DATASET
* begin *
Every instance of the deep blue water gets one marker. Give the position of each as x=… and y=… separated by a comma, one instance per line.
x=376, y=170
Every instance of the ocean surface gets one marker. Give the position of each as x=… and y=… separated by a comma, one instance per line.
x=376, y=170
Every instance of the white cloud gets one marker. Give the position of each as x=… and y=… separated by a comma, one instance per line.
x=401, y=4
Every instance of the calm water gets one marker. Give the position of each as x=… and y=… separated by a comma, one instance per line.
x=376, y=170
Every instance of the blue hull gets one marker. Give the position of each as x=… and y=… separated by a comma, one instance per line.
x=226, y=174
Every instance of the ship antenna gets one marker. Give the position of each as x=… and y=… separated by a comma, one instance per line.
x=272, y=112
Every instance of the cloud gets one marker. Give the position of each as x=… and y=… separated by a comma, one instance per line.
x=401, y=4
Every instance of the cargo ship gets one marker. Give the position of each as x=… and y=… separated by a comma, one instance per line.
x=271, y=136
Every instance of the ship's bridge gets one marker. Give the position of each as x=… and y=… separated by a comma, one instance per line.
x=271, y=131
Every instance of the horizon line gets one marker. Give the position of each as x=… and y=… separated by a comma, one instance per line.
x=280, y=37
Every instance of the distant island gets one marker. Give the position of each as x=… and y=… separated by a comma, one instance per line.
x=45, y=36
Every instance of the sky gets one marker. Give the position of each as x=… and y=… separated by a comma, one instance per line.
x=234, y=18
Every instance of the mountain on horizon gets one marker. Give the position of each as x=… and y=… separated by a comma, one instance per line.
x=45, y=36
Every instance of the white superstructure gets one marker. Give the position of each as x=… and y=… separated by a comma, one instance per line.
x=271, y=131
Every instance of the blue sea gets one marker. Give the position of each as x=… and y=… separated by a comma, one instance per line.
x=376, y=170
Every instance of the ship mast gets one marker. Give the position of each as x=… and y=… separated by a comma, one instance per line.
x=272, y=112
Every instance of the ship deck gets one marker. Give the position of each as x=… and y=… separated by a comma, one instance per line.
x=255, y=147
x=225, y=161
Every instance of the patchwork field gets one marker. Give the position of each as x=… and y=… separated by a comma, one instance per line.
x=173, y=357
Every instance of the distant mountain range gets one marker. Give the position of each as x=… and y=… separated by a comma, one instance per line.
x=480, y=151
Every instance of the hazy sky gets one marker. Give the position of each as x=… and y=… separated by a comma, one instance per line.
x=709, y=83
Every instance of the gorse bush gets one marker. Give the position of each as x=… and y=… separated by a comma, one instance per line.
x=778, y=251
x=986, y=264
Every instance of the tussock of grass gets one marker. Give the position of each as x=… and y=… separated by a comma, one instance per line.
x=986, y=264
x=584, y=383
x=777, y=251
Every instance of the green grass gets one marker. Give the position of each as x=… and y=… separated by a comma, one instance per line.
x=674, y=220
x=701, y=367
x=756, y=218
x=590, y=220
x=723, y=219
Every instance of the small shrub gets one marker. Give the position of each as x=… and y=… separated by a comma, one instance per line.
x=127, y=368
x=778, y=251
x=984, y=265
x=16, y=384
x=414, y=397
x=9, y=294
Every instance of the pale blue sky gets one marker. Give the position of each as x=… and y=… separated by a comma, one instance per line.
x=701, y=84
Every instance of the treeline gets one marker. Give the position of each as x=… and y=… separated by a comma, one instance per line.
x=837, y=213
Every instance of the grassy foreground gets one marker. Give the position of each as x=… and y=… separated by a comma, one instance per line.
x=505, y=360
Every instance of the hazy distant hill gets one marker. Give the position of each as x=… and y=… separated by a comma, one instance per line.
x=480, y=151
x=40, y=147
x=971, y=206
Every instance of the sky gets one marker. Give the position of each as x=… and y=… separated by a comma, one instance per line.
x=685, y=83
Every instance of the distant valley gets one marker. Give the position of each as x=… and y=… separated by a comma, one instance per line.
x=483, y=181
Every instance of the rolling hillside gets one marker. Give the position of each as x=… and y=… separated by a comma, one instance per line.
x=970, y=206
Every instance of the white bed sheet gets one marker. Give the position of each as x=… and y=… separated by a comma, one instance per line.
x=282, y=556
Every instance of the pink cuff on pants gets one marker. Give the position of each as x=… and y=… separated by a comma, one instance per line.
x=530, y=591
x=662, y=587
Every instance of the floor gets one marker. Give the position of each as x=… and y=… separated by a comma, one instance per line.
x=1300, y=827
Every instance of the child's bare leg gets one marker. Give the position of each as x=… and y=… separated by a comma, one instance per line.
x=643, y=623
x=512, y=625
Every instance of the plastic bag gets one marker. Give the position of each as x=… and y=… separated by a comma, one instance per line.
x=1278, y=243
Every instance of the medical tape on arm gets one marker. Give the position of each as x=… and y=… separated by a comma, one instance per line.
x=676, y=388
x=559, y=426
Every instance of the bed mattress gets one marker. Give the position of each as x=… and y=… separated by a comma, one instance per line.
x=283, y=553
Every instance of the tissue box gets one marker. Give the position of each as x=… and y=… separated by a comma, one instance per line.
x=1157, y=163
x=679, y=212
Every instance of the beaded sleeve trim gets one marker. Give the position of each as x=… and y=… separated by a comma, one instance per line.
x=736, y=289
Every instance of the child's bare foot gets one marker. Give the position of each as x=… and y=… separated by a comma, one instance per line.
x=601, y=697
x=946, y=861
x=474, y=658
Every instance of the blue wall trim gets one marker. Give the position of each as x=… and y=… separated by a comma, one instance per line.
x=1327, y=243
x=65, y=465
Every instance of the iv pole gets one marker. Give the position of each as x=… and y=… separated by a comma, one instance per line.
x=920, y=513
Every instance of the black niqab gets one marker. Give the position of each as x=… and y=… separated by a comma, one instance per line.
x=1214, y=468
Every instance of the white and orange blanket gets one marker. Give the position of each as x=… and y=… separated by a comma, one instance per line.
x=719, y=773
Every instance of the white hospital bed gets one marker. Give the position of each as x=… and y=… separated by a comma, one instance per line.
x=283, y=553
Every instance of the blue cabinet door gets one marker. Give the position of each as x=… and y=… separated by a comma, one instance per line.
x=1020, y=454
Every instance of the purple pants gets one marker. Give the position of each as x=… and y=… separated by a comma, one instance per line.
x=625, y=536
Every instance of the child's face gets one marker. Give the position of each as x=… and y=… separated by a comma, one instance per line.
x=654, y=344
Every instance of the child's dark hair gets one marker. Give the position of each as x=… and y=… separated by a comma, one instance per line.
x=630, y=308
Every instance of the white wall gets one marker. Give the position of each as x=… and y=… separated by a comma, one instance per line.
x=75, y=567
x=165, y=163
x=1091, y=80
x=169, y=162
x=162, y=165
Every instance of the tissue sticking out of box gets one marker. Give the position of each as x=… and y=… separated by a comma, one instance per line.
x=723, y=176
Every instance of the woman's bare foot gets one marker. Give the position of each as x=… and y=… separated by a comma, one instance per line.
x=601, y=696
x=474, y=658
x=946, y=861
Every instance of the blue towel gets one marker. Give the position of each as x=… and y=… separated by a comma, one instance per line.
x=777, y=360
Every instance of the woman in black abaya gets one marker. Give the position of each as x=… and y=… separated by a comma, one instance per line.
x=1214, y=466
* end *
OBJECTIVE
Recast all the lines above as a Markdown table with the columns Row and Text, numbering each line in order and omitting any blank lines.

RESULT FOR THIS TASK
| Row | Text |
|---|---|
| 1 | Every instance of the deep blue water gets one marker. Give the position of each as x=… and y=… separated by a comma, one instance per line. |
| 2 | x=376, y=170 |
| 3 | Every instance of the ocean surface gets one marker. Give the position of each as x=… and y=… separated by a comma, one instance per line. |
| 4 | x=376, y=170 |
| 5 | Every instance of the white cloud gets one marker. Give the position of each as x=… and y=… separated by a comma, one instance per line. |
| 6 | x=401, y=4 |
| 7 | Every instance of the calm water gets one marker. Give the position of each as x=… and y=… separated by a comma, one instance per line. |
| 8 | x=376, y=170 |
| 9 | Every instance of the blue hull gets one marker. Give the position of each as x=… and y=… separated by a comma, one instance per line. |
| 10 | x=226, y=174 |
| 11 | Every instance of the ship antenna gets one marker. Give the position of each as x=… and y=… separated by a comma, one instance per line. |
| 12 | x=272, y=112 |
| 13 | Every instance of the cloud gets one marker. Give the position of each as x=… and y=… separated by a comma, one instance per line. |
| 14 | x=401, y=4 |
| 15 | Every instance of the cargo ship gets one marker. Give the position of each as x=… and y=… separated by a comma, one instance per line. |
| 16 | x=271, y=136 |
| 17 | Every instance of the ship's bridge gets one marker. Give the position of each as x=… and y=… separated by a comma, one instance per line. |
| 18 | x=271, y=131 |
| 19 | Every instance of the horizon line gets one marker. Give the position of each as x=… and y=… separated by a comma, one instance per line. |
| 20 | x=280, y=37 |
| 21 | Every instance of the distant island gets one marker. Give the position of each as x=… and y=… separated by a comma, one instance per line. |
| 22 | x=45, y=36 |
| 23 | Every instance of the sky gets one marker. Give the position of each as x=… and y=… separated by a comma, one instance per line. |
| 24 | x=234, y=18 |
| 25 | Every instance of the mountain on horizon gets one marker. Give the position of each as x=… and y=… separated by a comma, one instance per line. |
| 26 | x=45, y=36 |
| 27 | Every instance of the white superstructure gets one marker. Give the position of each as x=… and y=… separated by a comma, one instance per line. |
| 28 | x=271, y=131 |
| 29 | Every instance of the blue sea gets one marker. Give the position of each as x=… and y=… separated by a comma, one instance per line. |
| 30 | x=376, y=170 |
| 31 | Every instance of the ship mast gets one marker. Give the position of each as x=… and y=… separated by a comma, one instance per line. |
| 32 | x=272, y=112 |
| 33 | Every instance of the ship deck gets one marker. Give the position of each as x=… and y=… separated by a comma, one instance per line. |
| 34 | x=255, y=147 |
| 35 | x=225, y=161 |
| 36 | Every instance of the patchwork field gets one marker. Give the position of each as x=… and y=… separated by a comma, one instance per line. |
| 37 | x=173, y=357 |
| 38 | Every instance of the distant mountain range gets one marker. Give the position of each as x=… and y=… separated by a comma, one instance per line. |
| 39 | x=480, y=151 |
| 40 | Every instance of the hazy sky gets one marker. Give the position of each as x=… and y=… separated by a comma, one instance per line. |
| 41 | x=709, y=83 |
| 42 | Every instance of the gorse bush gets one marker. Give the position of each as x=… and y=… separated by a comma, one instance per line. |
| 43 | x=778, y=251 |
| 44 | x=986, y=264 |
| 45 | Every instance of the tussock of grass gets one marker. Give the position of each as x=… and y=… separated by a comma, one instance per line. |
| 46 | x=986, y=264 |
| 47 | x=584, y=383 |
| 48 | x=777, y=251 |
| 49 | Every instance of the green grass gets one marker. Give the position of each as x=… and y=… separated by a comma, one instance per line. |
| 50 | x=674, y=220 |
| 51 | x=701, y=367 |
| 52 | x=756, y=218 |
| 53 | x=590, y=220 |
| 54 | x=723, y=219 |
| 55 | Every instance of the small shrub gets one marker. Give the position of each as x=… and y=… separated by a comma, one instance per line. |
| 56 | x=127, y=368 |
| 57 | x=778, y=251 |
| 58 | x=984, y=265 |
| 59 | x=16, y=384 |
| 60 | x=414, y=397 |
| 61 | x=9, y=294 |
| 62 | Every instance of the pale blue sky gets one marker. Give the position of each as x=… and y=… separated by a comma, one instance per line. |
| 63 | x=701, y=84 |
| 64 | Every instance of the treeline gets one marker. Give the position of each as x=… and y=… separated by a comma, one instance per line. |
| 65 | x=837, y=213 |
| 66 | Every instance of the grassy foreground gets one marker. Give the position of each as x=… and y=… separated by a comma, one instance per line. |
| 67 | x=505, y=360 |
| 68 | Every instance of the hazy distant hill gets one marker. Give the position of each as x=… and y=… separated by a comma, one instance per line. |
| 69 | x=480, y=151 |
| 70 | x=40, y=147 |
| 71 | x=971, y=206 |
| 72 | Every instance of the sky gets one marker. Give the position of each as x=… and y=… separated by a comma, one instance per line. |
| 73 | x=685, y=83 |
| 74 | Every instance of the distant valley gets one marker. Give the position of each as x=… and y=… separated by a comma, one instance per line. |
| 75 | x=483, y=181 |
| 76 | Every instance of the rolling hillside gets one marker. Give the position of each as x=… and y=… separated by a comma, one instance per line. |
| 77 | x=970, y=206 |
| 78 | Every instance of the white bed sheet gets one marker. Give the position of each as x=… and y=… separated by a comma, one instance per line. |
| 79 | x=282, y=556 |
| 80 | Every instance of the pink cuff on pants gets one marker. Give the position of each as x=… and y=… separated by a comma, one instance per line. |
| 81 | x=530, y=591 |
| 82 | x=662, y=587 |
| 83 | Every instance of the floor gets one marker. Give the position of each as x=… and y=… separated by a comma, one instance per line. |
| 84 | x=1300, y=827 |
| 85 | Every instance of the child's bare leg gets one marker. Give the position of each as x=… and y=… separated by a comma, one instance per line. |
| 86 | x=643, y=623 |
| 87 | x=512, y=625 |
| 88 | Every instance of the plastic bag gets one marker. Give the position of each as x=… and y=… separated by a comma, one instance per line. |
| 89 | x=1278, y=243 |
| 90 | Every instance of the medical tape on arm gets one marker. Give the position of each as x=… and y=… separated by a comma, one instance per line. |
| 91 | x=676, y=388 |
| 92 | x=559, y=426 |
| 93 | Every instance of the bed mattress gets one marker. Give the position of each as x=… and y=… separated by a comma, one instance per line. |
| 94 | x=283, y=553 |
| 95 | Every instance of the tissue box gets one marker. Give the position of each as x=… and y=… separated by a comma, one instance per line. |
| 96 | x=1157, y=163 |
| 97 | x=679, y=212 |
| 98 | Every instance of the beaded sleeve trim gets one marker. Give the position of each as x=… and y=… separated by a comma, one instance per line. |
| 99 | x=736, y=289 |
| 100 | Every instance of the child's bare foot gets one marker. Give the position of each as x=… and y=… separated by a comma, one instance per line. |
| 101 | x=601, y=697 |
| 102 | x=946, y=861 |
| 103 | x=474, y=658 |
| 104 | Every instance of the blue wall trim gets one marker. Give the position of each as x=… and y=… separated by a comma, one instance per line. |
| 105 | x=1327, y=243 |
| 106 | x=65, y=465 |
| 107 | Every instance of the iv pole gets one marker. Give the position of each as x=… and y=… separated by a comma, one instance per line. |
| 108 | x=920, y=513 |
| 109 | Every instance of the black niqab gets one marker. Give the position of each as x=… and y=… separated by a comma, one instance per line. |
| 110 | x=1214, y=468 |
| 111 | Every instance of the white and orange blanket gets one marker. Give the position of each as x=… and y=… separated by a comma, one instance per line. |
| 112 | x=719, y=773 |
| 113 | Every instance of the white hospital bed gets one marker. Give the position of each as x=… and y=… separated by a comma, one instance per line. |
| 114 | x=283, y=553 |
| 115 | Every instance of the blue cabinet door gets one marker. Give the position of each as x=… and y=… separated by a comma, one instance per line. |
| 116 | x=1020, y=454 |
| 117 | Every instance of the purple pants gets one marker. Give the position of each as x=… and y=… separated by a comma, one instance per line. |
| 118 | x=625, y=536 |
| 119 | Every instance of the child's face gets one marker. Give the position of each as x=… and y=… separated by a comma, one instance per line. |
| 120 | x=654, y=344 |
| 121 | Every instance of the child's dark hair gets one marker. Give the position of each as x=… and y=… separated by a comma, one instance per line. |
| 122 | x=630, y=308 |
| 123 | Every instance of the white wall gets one marker. Give the position of each as x=… and y=… separated by a comma, one instance per line. |
| 124 | x=75, y=567 |
| 125 | x=165, y=163 |
| 126 | x=1091, y=80 |
| 127 | x=169, y=162 |
| 128 | x=162, y=165 |
| 129 | Every instance of the tissue sticking out of box gets one marker. Give the position of each as x=… and y=… separated by a comma, one instance per line. |
| 130 | x=723, y=176 |
| 131 | Every instance of the woman's bare foot gets one marker. Give the position of each as x=… and y=… separated by a comma, one instance per line. |
| 132 | x=601, y=696 |
| 133 | x=474, y=658 |
| 134 | x=946, y=861 |
| 135 | Every instance of the blue towel gets one marker. Give the position of each as x=… and y=… separated by a comma, one instance per line. |
| 136 | x=777, y=360 |
| 137 | Every instance of the woman in black abaya gets one marker. Give the position of each as x=… and y=… separated by a comma, one instance per line. |
| 138 | x=1214, y=466 |